▸ WHAT YOU WILL DO: Every entry must be duplicated precisely as written.

►

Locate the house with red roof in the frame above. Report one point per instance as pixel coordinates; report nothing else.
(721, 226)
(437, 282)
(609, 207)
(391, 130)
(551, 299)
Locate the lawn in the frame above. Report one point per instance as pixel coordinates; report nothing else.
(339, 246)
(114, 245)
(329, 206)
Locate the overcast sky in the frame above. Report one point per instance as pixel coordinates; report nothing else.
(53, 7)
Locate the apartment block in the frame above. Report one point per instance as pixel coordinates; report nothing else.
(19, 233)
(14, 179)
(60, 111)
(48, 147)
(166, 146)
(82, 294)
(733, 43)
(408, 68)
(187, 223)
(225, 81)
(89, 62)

◄

▸ RESULT OF THE TASK:
Locate the house with red roof in the frame above. Report one point per instance as pixel coordinates; report nothing else.
(721, 226)
(437, 282)
(609, 207)
(391, 130)
(551, 299)
Locate the lawn in the frame above. Report one point per instance as pixel coordinates; report nothing else.
(339, 246)
(114, 245)
(329, 206)
Locate the overcast sky in the frame above. Report one point per instance as pixel coordinates; report nothing else.
(53, 7)
Locate the apartment block in the frame above. Report one point per instance as pixel coordinates; report nothing else.
(19, 233)
(14, 179)
(60, 111)
(48, 147)
(166, 146)
(82, 294)
(733, 43)
(408, 68)
(187, 223)
(225, 81)
(89, 62)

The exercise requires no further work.